* _EXERCISE INPUTS_:
━━━━━━━━━━
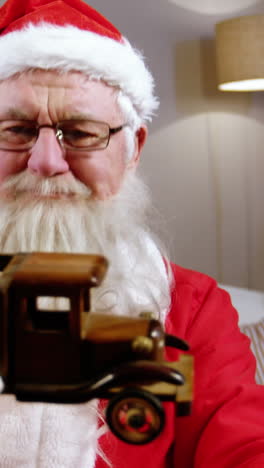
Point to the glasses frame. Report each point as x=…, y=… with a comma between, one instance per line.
x=60, y=137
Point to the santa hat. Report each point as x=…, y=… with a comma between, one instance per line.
x=71, y=35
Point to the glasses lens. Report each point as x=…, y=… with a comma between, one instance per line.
x=85, y=134
x=17, y=135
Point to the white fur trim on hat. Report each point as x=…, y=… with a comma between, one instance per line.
x=47, y=46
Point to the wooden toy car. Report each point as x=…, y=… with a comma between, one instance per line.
x=73, y=355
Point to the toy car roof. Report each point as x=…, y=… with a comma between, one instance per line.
x=58, y=269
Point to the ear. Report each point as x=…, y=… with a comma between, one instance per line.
x=140, y=139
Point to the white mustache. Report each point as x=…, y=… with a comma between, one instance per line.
x=29, y=184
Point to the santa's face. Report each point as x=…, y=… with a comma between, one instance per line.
x=48, y=98
x=93, y=203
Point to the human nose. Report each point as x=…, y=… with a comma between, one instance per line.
x=47, y=155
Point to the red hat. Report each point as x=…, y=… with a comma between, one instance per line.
x=71, y=35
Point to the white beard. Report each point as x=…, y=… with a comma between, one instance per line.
x=58, y=214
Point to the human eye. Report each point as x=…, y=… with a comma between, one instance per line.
x=81, y=134
x=16, y=131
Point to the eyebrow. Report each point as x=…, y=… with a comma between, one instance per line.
x=18, y=114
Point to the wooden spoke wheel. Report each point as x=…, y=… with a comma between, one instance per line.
x=135, y=416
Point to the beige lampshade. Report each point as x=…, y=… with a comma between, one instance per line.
x=240, y=54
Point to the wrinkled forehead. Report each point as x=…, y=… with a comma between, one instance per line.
x=67, y=92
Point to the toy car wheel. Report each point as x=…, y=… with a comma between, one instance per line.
x=135, y=416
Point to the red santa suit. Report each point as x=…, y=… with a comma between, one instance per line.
x=226, y=428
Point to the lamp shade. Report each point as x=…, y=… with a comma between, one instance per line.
x=240, y=54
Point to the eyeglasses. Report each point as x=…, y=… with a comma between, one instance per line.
x=77, y=135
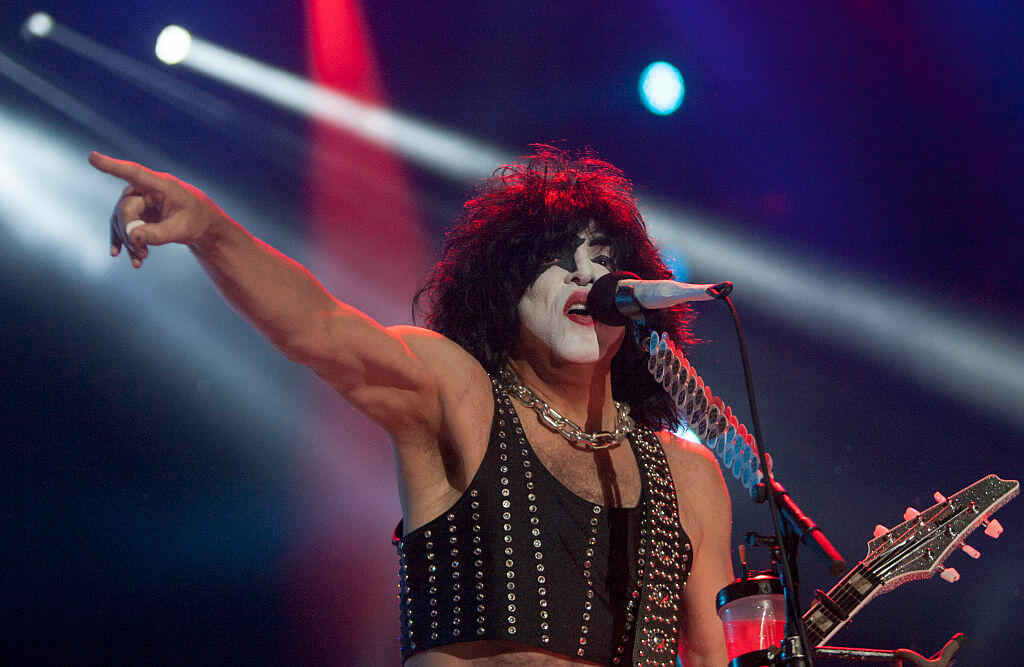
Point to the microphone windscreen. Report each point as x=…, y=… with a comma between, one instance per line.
x=601, y=299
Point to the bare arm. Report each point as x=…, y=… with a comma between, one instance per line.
x=707, y=515
x=373, y=367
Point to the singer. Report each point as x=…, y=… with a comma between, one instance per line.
x=548, y=515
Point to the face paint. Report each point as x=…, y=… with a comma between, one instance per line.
x=553, y=313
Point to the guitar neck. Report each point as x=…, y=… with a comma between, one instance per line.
x=853, y=591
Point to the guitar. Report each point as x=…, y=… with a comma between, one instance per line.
x=914, y=549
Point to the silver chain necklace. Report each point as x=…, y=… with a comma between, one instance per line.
x=563, y=425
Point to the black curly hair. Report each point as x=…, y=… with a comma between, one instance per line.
x=524, y=213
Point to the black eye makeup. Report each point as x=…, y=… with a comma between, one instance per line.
x=565, y=258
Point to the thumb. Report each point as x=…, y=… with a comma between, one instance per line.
x=147, y=234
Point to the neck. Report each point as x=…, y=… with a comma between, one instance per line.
x=582, y=392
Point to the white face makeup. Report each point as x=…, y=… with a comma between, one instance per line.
x=553, y=309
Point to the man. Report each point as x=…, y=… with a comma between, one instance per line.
x=544, y=519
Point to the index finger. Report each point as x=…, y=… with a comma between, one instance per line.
x=131, y=172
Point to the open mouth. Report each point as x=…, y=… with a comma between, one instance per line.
x=576, y=308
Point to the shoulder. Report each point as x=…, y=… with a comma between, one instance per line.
x=694, y=462
x=462, y=384
x=704, y=499
x=445, y=360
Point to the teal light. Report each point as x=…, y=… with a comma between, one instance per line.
x=662, y=88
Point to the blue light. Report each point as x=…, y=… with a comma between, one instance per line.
x=662, y=88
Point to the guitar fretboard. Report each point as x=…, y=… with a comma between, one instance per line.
x=849, y=594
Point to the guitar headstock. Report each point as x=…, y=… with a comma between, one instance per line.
x=918, y=547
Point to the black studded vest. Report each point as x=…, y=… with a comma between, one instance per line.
x=519, y=557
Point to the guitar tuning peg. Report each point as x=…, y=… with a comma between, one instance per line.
x=993, y=528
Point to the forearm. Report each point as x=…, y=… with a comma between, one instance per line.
x=275, y=294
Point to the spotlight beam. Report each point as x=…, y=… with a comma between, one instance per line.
x=434, y=148
x=973, y=361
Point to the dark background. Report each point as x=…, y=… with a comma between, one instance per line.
x=175, y=490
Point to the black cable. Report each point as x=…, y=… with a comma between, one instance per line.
x=792, y=603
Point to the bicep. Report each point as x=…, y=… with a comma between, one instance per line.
x=390, y=374
x=705, y=505
x=702, y=639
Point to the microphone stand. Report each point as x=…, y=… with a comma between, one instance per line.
x=796, y=650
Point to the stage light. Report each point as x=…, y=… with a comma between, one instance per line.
x=662, y=88
x=173, y=44
x=434, y=148
x=39, y=25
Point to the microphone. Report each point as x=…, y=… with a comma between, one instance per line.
x=615, y=298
━━━━━━━━━━
* _GIVEN INSTRUCTION_:
Copy every line of the records above word for word, from the first record to the last, and leave the pictures out.

* _RESULT_:
Point to the glasses frame. Report each point as x=…, y=… with a comma between, one instance per line.
x=60, y=137
Point to the santa hat. Report each point as x=…, y=… with a comma between, one instance per line.
x=71, y=35
Point to the glasses lens. Report each point as x=…, y=… with a comma between, one instance per line.
x=85, y=134
x=17, y=135
Point to the white fur trim on hat. Report each point as x=…, y=… with a comma between, one instance per line.
x=47, y=46
Point to the wooden toy car. Report each point as x=…, y=… with a comma between, one instance per line.
x=73, y=355
Point to the toy car roof. Report each point as x=…, y=… with a comma between, one instance per line.
x=58, y=269
Point to the ear. Report each point as x=…, y=… with a comma between, one instance per line.
x=140, y=139
Point to the white mustache. Report each point as x=…, y=… with a comma between, one instance per line.
x=29, y=184
Point to the santa's face. Report each point as x=…, y=… with a comma between, one instance per line.
x=48, y=98
x=93, y=203
Point to the human nose. Report each point as x=…, y=… with a comma between, one instance per line.
x=47, y=155
Point to the red hat. Report each point as x=…, y=… with a comma between, one instance per line.
x=71, y=35
Point to the white beard. Report each point as x=…, y=… with a comma between, one instance per line.
x=58, y=214
Point to the human eye. Report each point as x=…, y=… with a comma between, one instance per line.
x=81, y=134
x=16, y=131
Point to the eyebrow. Report each point as x=…, y=… with a comma between, one instance per line.
x=18, y=114
Point to the wooden spoke wheel. Report each point as x=…, y=… with a comma between, one instance per line.
x=135, y=416
Point to the beige lampshade. Report each point as x=…, y=… with a comma between, one instance per line.
x=240, y=54
Point to the wrinkled forehead. Report each point as x=…, y=… with a comma between, one instance per line.
x=67, y=92
Point to the toy car wheel. Report each point as x=…, y=… with a comma between, one instance per line.
x=135, y=416
Point to the red santa suit. Report each point as x=…, y=… with a comma between, one instance per line.
x=226, y=428
Point to the lamp shade. Report each point as x=…, y=… with a comma between, one instance per line.
x=240, y=54
Point to the eyeglasses. Report each point as x=…, y=… with a comma between, one instance per line.
x=77, y=135
Point to the microphone windscreen. Report each point as x=…, y=… with a comma between, one instance per line.
x=601, y=299
Point to the bare arm. Report each point as x=…, y=… with a comma between, one instance per line.
x=707, y=515
x=373, y=367
Point to the singer. Report each point as x=…, y=… with a comma between, one instance per line.
x=548, y=515
Point to the face paint. Report each point as x=…, y=… with a comma between, one instance per line.
x=553, y=313
Point to the guitar neck. Report each point as x=…, y=… with a comma between, one instance per line.
x=853, y=591
Point to the guitar. Report each point as x=…, y=… with a comma between, one instance per line.
x=914, y=549
Point to the silver chain necklace. Report each point as x=…, y=… with a comma between, one instance per line.
x=563, y=425
Point to the black curly hair. Report each point as x=…, y=… with a comma between, one instance per line.
x=524, y=213
Point to the black eye makeup. Report each point as x=…, y=… with a comma between, one instance per line.
x=565, y=258
Point to the thumb. Report each point as x=…, y=… with a comma between, one instance per line.
x=147, y=234
Point to the neck. Report each point as x=…, y=… with a comma between, one instance per line.
x=582, y=392
Point to the white face makeup. Report each point as x=…, y=… with a comma between, one instance per line.
x=553, y=309
Point to the man. Report each point as x=…, y=… with a comma between, one instance per line.
x=544, y=519
Point to the index finger. Report each point as x=…, y=… with a comma between, one instance per line.
x=131, y=172
Point to the open mouth. Report each point as x=…, y=… with a comma between, one instance per line.
x=576, y=308
Point to the shoulder. Report each point as x=…, y=… with a comma between, one instance per line.
x=694, y=462
x=462, y=384
x=704, y=499
x=445, y=360
Point to the teal light. Report each point as x=…, y=… with a comma between, one instance per line.
x=662, y=88
Point to the blue light. Report each point as x=…, y=… with a comma between, one instance per line.
x=662, y=88
Point to the guitar fretboard. Report each point as x=…, y=… with a comma between, one instance per line.
x=849, y=594
Point to the guitar headstock. Report each point as x=…, y=… with a comma between, one instance per line.
x=918, y=547
Point to the black studded vest. Report each point as x=…, y=… with a comma between, one instance per line.
x=519, y=557
Point to the guitar tuning peg. Report each point as x=…, y=… with a comma between, one instance per line.
x=993, y=528
Point to the forearm. Report each point as x=…, y=… with a comma between, one instance per line.
x=275, y=294
Point to the spotlight beam. Report each point as x=…, y=… with a comma between, one instance per line.
x=434, y=148
x=973, y=361
Point to the dark background. Report each point as x=…, y=… with a comma between, one instance per line.
x=175, y=490
Point to the black cable. Report each point as x=…, y=… with a comma between, one instance per line.
x=792, y=603
Point to the bicep. Report each point as x=…, y=… with a comma between, one instance per line.
x=390, y=374
x=705, y=505
x=702, y=639
Point to the microphone stand. Report each point as x=…, y=… with a comma between, one instance per line.
x=796, y=650
Point to the stage light. Report each point as x=…, y=… with a comma between, one instance per line.
x=662, y=88
x=173, y=44
x=434, y=148
x=39, y=25
Point to the microphone. Report each point as x=…, y=… with a comma between, one instance per line.
x=615, y=298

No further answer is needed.